▸ INSTRUCTION:
From the items below, pull out each line that contains the word "mark" and copy those lines unchanged.

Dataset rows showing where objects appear
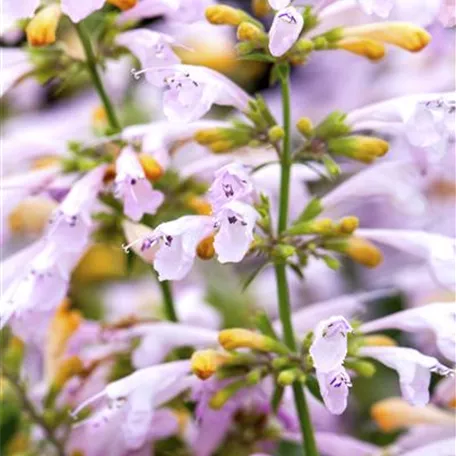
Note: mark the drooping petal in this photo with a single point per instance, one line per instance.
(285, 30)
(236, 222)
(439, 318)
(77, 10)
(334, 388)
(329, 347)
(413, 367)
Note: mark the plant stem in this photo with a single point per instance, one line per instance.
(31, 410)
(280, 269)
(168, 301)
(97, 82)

==

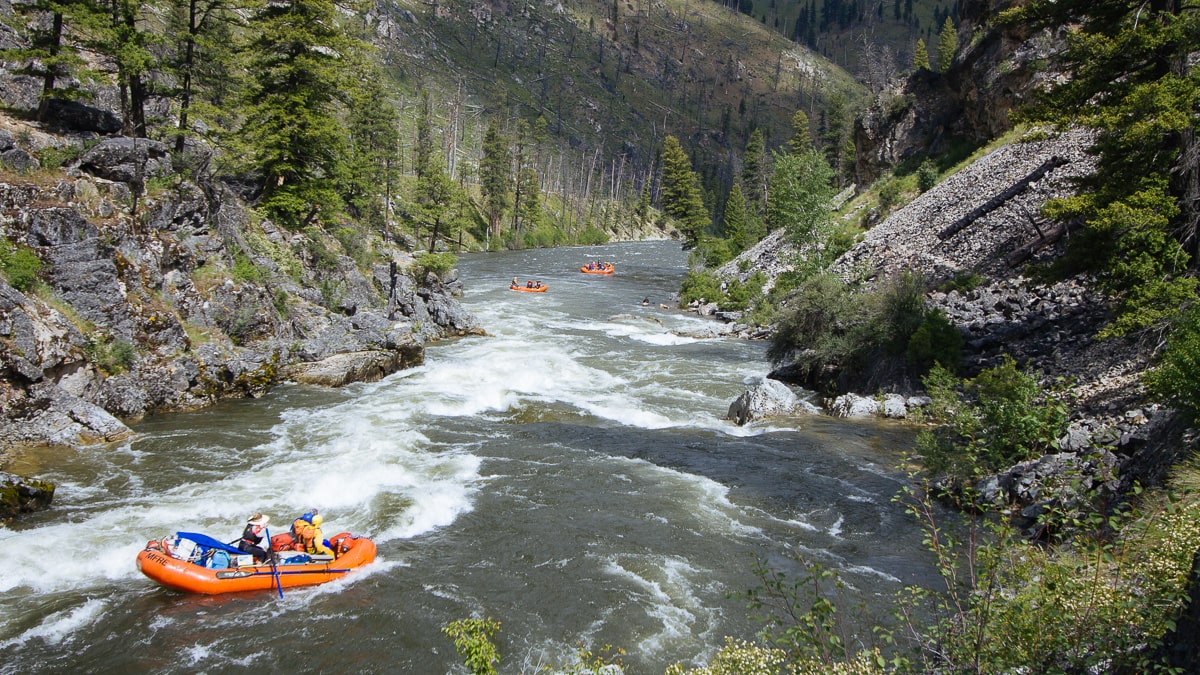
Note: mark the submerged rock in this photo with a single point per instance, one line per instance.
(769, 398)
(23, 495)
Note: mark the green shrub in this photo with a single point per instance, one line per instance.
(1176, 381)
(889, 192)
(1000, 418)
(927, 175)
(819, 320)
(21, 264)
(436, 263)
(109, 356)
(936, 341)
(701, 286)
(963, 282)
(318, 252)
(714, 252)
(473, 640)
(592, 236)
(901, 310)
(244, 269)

▸ RESPONSE:
Note: mark the drooping petal in this photo with a single point per instance, one line per instance.
Note: mark the plant stem in this photo with a single point per instance, one line per instance.
Note: mark the submerged rock in this photo with a single point per instance, one line per instance.
Note: mark the green shrub in this photo with a single point per instance, one line per instance.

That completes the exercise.